_INSTRUCTIONS FOR THE TASK_
Scan the data for "query" and copy each matching line.

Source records
[Start of Attachment]
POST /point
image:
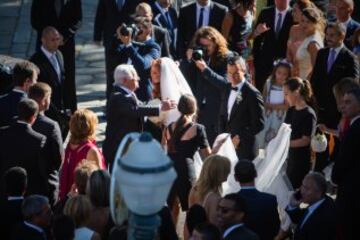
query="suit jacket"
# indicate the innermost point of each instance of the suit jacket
(320, 225)
(22, 232)
(43, 14)
(242, 233)
(22, 146)
(345, 65)
(124, 114)
(262, 215)
(11, 215)
(187, 24)
(109, 17)
(8, 106)
(141, 56)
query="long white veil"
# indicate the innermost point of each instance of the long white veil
(172, 86)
[End of Attachment]
_EXERCISE ANSWER_
query="suit jacket"
query="long white veil"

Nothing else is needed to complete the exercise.